• **To do**
Write out each of the following items verbatim, line for line, with nothing changed.

• **Extracted entries**
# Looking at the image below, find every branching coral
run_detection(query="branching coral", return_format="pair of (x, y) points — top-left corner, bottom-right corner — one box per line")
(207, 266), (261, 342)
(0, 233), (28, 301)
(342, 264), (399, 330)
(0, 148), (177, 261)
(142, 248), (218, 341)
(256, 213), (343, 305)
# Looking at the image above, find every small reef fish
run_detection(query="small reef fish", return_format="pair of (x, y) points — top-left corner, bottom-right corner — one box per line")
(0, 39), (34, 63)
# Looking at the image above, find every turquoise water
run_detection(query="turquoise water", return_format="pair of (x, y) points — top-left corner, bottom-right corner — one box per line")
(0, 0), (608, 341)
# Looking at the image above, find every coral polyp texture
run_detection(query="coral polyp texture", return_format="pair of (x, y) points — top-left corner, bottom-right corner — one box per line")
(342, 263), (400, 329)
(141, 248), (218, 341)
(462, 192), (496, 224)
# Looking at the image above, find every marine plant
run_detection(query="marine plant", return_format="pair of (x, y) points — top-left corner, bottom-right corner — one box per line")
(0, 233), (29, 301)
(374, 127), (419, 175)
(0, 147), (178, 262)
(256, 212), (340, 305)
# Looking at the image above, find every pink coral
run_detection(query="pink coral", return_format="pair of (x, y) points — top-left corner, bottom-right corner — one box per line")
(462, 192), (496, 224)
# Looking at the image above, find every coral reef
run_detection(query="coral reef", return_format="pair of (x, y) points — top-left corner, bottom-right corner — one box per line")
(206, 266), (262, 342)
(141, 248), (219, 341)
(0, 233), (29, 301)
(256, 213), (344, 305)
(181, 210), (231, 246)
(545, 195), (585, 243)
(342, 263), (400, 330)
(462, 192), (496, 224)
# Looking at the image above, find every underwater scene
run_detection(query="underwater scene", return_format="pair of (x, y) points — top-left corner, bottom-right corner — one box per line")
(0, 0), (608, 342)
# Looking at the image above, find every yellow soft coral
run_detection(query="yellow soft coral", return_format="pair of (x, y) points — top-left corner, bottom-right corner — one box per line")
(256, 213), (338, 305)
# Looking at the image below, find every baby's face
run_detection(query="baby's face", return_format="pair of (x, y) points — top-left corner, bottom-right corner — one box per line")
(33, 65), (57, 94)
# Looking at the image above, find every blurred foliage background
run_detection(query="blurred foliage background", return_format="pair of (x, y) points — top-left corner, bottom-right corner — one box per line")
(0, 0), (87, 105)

• **Answer**
# Looking at the image below, find every branching coral
run_detection(query="branching coral", return_format="pair of (x, y) points — top-left corner, bottom-right corner — one box per line")
(207, 266), (261, 342)
(0, 233), (28, 301)
(342, 264), (399, 330)
(0, 148), (177, 261)
(142, 248), (218, 341)
(256, 213), (343, 305)
# Looking at the image above, find every small reef fish
run_detection(query="small reef fish", return_format="pair of (x, y) points — top-left corner, bottom-right corner — one box per line")
(0, 39), (34, 63)
# Looking at the image above, find every turquoise water
run_detection(query="turquoise water", return_format="pair of (x, y) points — top-left corner, bottom-right corner — one box per line")
(0, 0), (608, 341)
# Looking at the image above, find every coral polyp texture
run_detection(query="coral polyp texture", return_format="pair of (x, y) points — top-left corner, bottom-right corner — one box per line")
(342, 263), (400, 329)
(141, 248), (218, 341)
(462, 192), (496, 224)
# Looking at the image above, find every marine plant
run_detection(query="marine plant", return_format="pair of (x, y) points — top-left corner, bottom-right corner — one box per line")
(0, 233), (29, 301)
(374, 127), (419, 175)
(0, 147), (178, 262)
(256, 212), (340, 305)
# Looking at the image above, find every pink coral
run_detection(query="pink coral", return_format="pair of (x, y) points — top-left corner, bottom-right corner — one box per line")
(462, 192), (496, 224)
# Looking at the image above, find every coral reef
run_detection(query="coral reef", return_format="pair of (x, y) points — top-left corner, bottom-right corner — one box per line")
(206, 266), (262, 342)
(141, 248), (219, 341)
(0, 233), (29, 301)
(256, 213), (344, 305)
(181, 210), (231, 246)
(545, 195), (585, 243)
(342, 263), (400, 330)
(462, 192), (496, 224)
# Looking at the image above, find every underwater scene
run_detection(query="underwater scene", return_format="pair of (x, y) points — top-left corner, bottom-right corner — one box per line")
(0, 0), (608, 342)
# Looking at the image above, find every yellow soft coral
run_detection(query="yellow soft coral", return_format="pair of (x, y) points — top-left corner, bottom-right corner — one box per line")
(256, 213), (338, 305)
# Looking at the image below, find every baby's face
run_detection(query="baby's face", return_format="pair of (x, y) points — top-left corner, bottom-right corner — one box per line")
(33, 65), (57, 94)
# Looking at the image above, find every blurred foliage background
run_detection(query="blurred foliage background", return_format="pair of (x, y) points — top-left corner, bottom-right corner — one box per line")
(0, 0), (87, 105)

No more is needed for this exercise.